WHAT IS REQUIRED - Turn the lines below into a numbered list with blank lines dropped, starting with the line that contains "If you could tag each instance of the feather" and going on through the line that contains "Target: feather pattern.", both included; leave out every other line.

ENTRIES SUPPLIED -

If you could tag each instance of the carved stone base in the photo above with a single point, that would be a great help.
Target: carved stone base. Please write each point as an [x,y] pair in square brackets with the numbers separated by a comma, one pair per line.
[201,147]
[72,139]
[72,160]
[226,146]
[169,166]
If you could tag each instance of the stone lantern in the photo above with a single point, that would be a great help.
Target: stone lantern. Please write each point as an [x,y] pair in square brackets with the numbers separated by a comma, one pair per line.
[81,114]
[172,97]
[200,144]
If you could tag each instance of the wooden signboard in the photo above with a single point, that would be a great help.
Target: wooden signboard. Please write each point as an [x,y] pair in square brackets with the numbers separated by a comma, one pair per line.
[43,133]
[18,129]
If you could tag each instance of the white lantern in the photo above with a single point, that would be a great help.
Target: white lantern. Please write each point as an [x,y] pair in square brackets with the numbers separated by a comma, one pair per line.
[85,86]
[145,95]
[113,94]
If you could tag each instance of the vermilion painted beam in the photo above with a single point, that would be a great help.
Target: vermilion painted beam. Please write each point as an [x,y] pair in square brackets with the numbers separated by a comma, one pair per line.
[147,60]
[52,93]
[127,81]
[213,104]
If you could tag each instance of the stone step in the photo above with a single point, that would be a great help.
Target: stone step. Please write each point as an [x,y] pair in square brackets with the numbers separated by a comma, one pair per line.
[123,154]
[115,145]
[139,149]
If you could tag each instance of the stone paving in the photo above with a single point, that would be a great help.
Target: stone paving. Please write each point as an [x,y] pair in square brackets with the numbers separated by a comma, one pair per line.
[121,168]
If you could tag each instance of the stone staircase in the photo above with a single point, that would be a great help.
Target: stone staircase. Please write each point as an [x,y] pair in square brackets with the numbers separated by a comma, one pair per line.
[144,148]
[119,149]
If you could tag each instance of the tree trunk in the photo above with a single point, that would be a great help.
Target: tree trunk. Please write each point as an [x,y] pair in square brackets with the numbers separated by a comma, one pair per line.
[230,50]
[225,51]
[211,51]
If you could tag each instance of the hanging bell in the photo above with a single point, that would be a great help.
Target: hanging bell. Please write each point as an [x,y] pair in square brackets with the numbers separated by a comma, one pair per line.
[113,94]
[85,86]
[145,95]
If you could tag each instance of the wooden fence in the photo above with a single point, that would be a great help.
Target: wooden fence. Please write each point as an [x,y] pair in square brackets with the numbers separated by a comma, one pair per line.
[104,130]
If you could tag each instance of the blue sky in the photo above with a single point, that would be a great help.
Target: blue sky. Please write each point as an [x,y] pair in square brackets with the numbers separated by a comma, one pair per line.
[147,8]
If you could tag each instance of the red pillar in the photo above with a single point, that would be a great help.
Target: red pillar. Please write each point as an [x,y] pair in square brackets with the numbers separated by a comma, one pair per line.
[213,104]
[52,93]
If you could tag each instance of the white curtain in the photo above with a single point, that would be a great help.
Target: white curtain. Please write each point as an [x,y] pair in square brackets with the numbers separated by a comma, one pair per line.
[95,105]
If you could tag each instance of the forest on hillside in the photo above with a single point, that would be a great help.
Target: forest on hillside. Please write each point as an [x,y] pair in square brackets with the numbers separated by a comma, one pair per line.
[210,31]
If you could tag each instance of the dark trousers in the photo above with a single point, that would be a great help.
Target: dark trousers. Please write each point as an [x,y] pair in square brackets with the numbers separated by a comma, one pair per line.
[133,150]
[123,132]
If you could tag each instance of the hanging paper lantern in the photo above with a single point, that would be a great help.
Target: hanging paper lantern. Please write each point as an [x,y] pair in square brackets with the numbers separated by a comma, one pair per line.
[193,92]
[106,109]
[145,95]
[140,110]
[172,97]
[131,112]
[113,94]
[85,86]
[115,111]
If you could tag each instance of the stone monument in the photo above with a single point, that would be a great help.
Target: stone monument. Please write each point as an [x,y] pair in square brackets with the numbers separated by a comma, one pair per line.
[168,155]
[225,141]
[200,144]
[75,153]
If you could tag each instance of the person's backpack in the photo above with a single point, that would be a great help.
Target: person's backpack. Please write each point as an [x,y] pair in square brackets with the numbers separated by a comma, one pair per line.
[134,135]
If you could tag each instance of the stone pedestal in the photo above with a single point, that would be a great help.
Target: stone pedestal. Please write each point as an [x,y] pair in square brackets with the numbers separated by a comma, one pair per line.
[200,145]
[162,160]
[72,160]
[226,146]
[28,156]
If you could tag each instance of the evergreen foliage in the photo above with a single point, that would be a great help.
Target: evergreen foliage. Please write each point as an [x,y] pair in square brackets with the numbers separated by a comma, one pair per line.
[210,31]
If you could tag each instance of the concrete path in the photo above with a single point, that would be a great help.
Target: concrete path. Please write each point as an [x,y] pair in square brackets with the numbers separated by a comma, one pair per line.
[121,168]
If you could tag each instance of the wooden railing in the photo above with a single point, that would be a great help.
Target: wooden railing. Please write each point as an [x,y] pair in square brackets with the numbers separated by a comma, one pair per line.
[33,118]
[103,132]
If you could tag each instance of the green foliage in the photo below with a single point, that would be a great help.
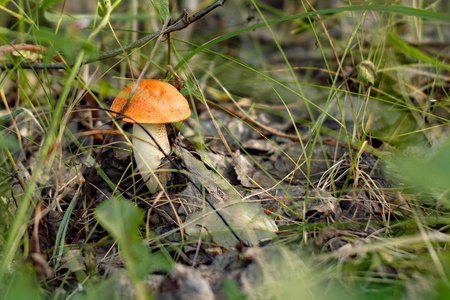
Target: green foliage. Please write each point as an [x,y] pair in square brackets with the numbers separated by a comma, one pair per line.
[68,44]
[415,53]
[46,4]
[162,6]
[21,285]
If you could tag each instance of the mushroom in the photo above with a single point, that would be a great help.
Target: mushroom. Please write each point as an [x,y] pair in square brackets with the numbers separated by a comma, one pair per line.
[154,104]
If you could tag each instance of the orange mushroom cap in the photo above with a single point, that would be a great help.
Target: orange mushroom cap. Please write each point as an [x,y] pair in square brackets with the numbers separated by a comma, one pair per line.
[154,102]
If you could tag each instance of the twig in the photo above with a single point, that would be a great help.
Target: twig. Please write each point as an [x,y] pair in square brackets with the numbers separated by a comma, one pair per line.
[182,23]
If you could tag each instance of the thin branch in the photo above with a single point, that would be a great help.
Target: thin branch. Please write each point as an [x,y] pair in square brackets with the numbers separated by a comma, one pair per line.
[182,23]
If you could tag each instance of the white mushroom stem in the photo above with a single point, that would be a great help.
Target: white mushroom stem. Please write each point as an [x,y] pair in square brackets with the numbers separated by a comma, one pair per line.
[148,156]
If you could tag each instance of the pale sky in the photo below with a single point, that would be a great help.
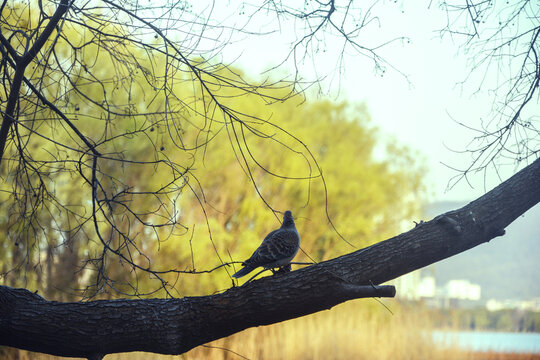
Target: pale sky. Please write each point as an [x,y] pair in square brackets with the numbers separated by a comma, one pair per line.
[420,112]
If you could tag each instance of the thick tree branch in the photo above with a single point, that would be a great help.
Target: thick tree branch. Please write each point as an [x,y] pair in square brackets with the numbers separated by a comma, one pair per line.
[174,326]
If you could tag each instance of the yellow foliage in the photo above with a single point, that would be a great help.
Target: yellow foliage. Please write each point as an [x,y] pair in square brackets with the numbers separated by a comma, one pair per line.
[189,176]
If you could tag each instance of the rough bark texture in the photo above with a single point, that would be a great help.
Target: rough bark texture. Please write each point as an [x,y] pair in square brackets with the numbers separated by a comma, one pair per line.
[167,326]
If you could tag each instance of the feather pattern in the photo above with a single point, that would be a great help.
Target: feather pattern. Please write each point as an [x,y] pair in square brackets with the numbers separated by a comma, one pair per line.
[278,248]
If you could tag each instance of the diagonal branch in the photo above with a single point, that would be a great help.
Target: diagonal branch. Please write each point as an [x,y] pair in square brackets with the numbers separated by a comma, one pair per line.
[174,326]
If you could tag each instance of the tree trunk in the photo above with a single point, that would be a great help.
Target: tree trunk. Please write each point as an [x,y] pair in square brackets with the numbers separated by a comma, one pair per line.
[174,326]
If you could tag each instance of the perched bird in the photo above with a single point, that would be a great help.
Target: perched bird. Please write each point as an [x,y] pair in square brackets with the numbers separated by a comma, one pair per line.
[277,249]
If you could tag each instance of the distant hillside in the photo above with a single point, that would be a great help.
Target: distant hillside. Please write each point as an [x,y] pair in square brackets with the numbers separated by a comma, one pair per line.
[507,267]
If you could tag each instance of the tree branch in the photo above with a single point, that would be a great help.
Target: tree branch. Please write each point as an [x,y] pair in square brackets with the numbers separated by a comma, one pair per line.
[22,62]
[174,326]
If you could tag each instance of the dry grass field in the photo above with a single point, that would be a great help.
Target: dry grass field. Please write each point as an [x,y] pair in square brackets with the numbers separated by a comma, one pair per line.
[356,330]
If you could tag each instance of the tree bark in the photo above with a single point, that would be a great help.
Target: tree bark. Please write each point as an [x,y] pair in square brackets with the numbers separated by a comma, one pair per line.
[174,326]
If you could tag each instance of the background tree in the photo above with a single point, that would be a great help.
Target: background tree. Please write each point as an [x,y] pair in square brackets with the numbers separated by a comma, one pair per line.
[112,115]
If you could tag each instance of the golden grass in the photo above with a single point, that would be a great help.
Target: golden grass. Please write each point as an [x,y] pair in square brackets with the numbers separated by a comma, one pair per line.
[361,329]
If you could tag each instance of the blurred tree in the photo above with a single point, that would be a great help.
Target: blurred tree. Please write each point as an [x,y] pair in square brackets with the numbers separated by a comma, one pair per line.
[119,117]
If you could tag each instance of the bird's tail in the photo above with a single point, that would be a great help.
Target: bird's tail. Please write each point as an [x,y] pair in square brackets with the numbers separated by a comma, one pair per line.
[244,271]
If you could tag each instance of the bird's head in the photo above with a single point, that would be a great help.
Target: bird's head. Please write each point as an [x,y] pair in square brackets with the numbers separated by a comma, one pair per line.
[288,219]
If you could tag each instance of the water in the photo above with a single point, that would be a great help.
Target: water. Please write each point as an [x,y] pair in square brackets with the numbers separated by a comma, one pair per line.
[489,341]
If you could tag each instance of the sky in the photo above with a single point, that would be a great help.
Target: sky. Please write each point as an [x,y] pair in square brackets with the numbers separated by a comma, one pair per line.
[418,102]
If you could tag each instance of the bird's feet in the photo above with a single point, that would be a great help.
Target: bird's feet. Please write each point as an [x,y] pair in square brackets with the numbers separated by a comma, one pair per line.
[282,270]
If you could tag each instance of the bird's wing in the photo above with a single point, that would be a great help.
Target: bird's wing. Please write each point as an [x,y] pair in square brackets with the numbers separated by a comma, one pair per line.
[279,244]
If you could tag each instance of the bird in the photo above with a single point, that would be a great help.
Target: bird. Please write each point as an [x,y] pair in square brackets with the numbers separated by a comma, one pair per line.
[277,250]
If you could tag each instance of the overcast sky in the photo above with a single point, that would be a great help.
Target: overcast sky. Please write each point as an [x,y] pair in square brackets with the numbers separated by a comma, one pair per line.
[420,109]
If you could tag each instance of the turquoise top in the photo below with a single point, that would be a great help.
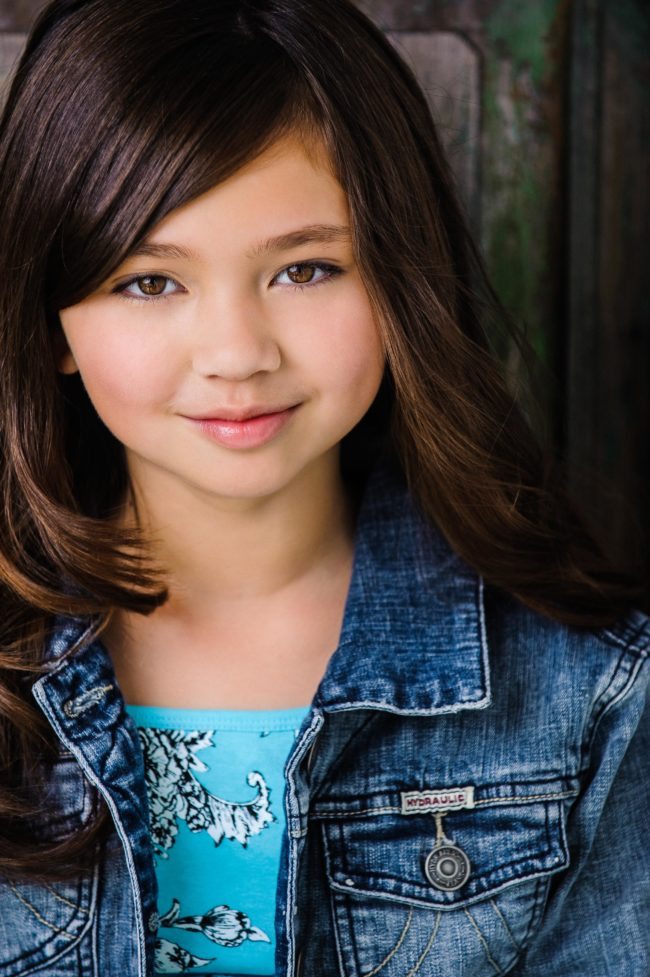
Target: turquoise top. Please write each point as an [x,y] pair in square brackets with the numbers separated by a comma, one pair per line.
[215,783]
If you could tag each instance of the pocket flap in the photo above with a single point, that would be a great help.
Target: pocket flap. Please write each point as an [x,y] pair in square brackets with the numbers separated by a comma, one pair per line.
[508,836]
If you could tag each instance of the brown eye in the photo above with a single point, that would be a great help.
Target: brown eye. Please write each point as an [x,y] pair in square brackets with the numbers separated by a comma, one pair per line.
[152,284]
[301,274]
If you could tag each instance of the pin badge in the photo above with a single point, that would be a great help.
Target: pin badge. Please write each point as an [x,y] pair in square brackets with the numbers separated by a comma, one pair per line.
[446,867]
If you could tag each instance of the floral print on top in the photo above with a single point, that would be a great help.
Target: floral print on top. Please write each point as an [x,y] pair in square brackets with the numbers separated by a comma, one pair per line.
[215,784]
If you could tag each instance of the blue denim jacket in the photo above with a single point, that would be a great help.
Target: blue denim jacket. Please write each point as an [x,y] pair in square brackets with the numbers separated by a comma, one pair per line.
[468,795]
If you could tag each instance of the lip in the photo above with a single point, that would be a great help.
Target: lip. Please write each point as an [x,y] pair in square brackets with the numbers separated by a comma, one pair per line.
[249,429]
[239,413]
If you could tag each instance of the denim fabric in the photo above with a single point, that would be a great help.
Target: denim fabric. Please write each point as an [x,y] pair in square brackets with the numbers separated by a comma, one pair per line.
[528,736]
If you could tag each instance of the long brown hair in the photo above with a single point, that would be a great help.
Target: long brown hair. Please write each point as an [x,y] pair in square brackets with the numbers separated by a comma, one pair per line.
[121,112]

RESULT -
1. If you could tag each instance of the feather pattern in the photo above with a single point, that would be a great help.
2. Target: feather pattern. Please write each point as an [x,y] pair in square brackets with the numbers separated by a comma, one pair per line.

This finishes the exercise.